### TEXT PROVIDED

'''

The simple tool:  4 grams of sugar = 1 teaspoon of sugar

Beverages

How much sugar in that soft drink or soda?

Here is the nutrition facts label from a 591 ml (20 fl oz U.S.) bottle of cola. Let's calculate the number of teaspoons of sugar in this popular drink.

Imagine putting 17.5 teaspoons of sugar on a bowl of cereal or in your tea or coffee. The thought is enough to make anyone feel nauseated, but this is the amount of sugar that you consume when you quench your thirst with a bottle 591 ml (20 fl oz ) of cola.

Soda and Pop

Other soft drink varieties may vary in terms of sugar content. I found a 591 ml (20 fl oz U.S.) bottle of ginger ale that contains 54 grams of sugar per bottle.

Now imagine yourself drinking 13.5 teaspoons of sugar!

Also, look at the serving size on the Nutritional Facts label and sometimes, the serving size is only for example 250 ml (8 fl oz) of a 591 ml (20 fl oz) soft drink bottle. The sugar in grams in this example is 27 gm, which sounds like only about 7 teaspoons of sugar (27 divided by 4), but the whole bottle really has almost 17 teaspoons of sugar. So be mindful of labeling tricks to fool you.

'''

### Dataset records
'''

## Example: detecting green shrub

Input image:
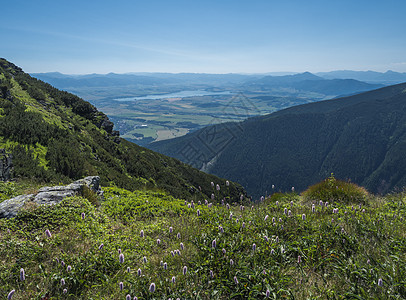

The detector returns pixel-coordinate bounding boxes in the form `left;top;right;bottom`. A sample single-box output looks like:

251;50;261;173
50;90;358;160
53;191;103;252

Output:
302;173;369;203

'''
'''

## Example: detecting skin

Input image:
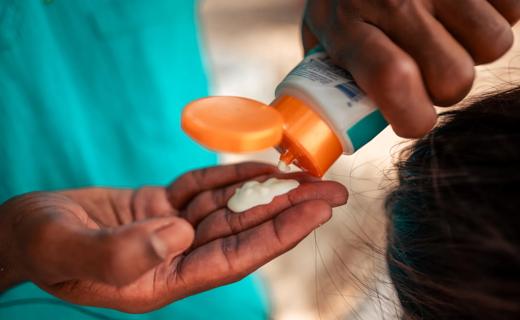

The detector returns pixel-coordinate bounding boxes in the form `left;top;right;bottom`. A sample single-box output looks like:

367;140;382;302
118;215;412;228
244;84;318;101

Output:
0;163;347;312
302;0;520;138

'''
'''

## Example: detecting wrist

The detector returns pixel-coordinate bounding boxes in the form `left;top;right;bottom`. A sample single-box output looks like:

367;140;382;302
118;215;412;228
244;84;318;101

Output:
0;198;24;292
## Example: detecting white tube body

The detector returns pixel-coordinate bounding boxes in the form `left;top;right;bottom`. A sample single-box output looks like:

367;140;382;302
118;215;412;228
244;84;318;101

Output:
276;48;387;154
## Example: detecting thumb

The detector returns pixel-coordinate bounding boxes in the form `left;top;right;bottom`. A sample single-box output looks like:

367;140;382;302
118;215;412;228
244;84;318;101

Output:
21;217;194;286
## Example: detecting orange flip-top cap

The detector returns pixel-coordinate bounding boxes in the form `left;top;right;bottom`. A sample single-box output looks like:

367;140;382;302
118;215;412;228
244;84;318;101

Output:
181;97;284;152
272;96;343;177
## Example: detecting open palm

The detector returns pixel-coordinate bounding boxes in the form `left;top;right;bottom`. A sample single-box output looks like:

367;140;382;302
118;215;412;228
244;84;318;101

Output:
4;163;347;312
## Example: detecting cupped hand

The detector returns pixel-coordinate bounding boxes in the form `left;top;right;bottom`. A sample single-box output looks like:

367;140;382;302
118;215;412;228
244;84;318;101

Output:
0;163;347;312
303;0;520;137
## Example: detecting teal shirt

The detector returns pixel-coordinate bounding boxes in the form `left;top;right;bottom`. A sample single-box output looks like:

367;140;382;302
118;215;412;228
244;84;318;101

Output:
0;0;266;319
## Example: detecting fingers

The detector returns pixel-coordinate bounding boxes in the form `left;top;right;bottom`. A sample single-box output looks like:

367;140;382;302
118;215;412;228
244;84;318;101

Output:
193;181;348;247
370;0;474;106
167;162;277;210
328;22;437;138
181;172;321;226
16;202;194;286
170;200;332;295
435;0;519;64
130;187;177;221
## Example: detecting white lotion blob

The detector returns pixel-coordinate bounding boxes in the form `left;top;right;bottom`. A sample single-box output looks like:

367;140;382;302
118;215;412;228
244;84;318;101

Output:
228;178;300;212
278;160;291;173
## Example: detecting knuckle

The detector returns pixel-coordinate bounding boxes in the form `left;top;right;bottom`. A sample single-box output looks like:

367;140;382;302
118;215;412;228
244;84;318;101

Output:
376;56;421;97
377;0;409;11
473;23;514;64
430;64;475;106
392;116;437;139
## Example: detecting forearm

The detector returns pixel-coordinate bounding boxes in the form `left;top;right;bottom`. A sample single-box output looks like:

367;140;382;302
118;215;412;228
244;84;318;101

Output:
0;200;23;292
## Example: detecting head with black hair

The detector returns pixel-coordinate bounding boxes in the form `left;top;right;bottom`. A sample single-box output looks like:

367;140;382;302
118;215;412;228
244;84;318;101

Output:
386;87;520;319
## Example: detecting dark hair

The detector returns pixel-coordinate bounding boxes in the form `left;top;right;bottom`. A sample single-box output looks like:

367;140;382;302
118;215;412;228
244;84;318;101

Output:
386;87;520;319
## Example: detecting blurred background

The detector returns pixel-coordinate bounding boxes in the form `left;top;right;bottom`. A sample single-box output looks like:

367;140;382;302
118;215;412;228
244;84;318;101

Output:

'''

### ASSIGNMENT 1
Answer these questions from the text on sugar in soft drinks:
(a) How many grams of sugar make one teaspoon?
(b) How many grams of sugar are in the bottle of ginger ale?
(c) What serving size is used in the labeling example?
### ASSIGNMENT 2
Using the text on sugar in soft drinks, decide whether each statement agrees with it:
(a) The bottle of ginger ale was 591 ml.
(b) All soft drinks have the same sugar content.
(c) In the serving-size example, 27 grams of sugar works out to about 7 teaspoons.
### ASSIGNMENT 3
Print the stretch of the text on sugar in soft drinks from "Here is the" through "teaspoons of sugar!".

### EXERCISE OUTPUT 1
(a) 4 grams
(b) 54 grams
(c) 250 ml (8 fl oz)

### EXERCISE OUTPUT 2
(a) Yes: "I found a 591 ml (20 fl oz U.S.) bottle of ginger ale that contains 54 grams of sugar per bottle."
(b) No: "Other soft drink varieties may vary in terms of sugar content."
(c) Yes: "The sugar in grams in this example is 27 gm, which sounds like only about 7 teaspoons of sugar (27 divided by 4)"

### EXERCISE OUTPUT 3
Here is the nutrition facts label from a 591 ml (20 fl oz U.S.) bottle of cola. Let's calculate the number of teaspoons of sugar in this popular drink.

Imagine putting 17.5 teaspoons of sugar on a bowl of cereal or in your tea or coffee. The thought is enough to make anyone feel nauseated, but this is the amount of sugar that you consume when you quench your thirst with a bottle 591 ml (20 fl oz ) of cola.

Soda and Pop

Other soft drink varieties may vary in terms of sugar content. I found a 591 ml (20 fl oz U.S.) bottle of ginger ale that contains 54 grams of sugar per bottle.

Now imagine yourself drinking 13.5 teaspoons of sugar!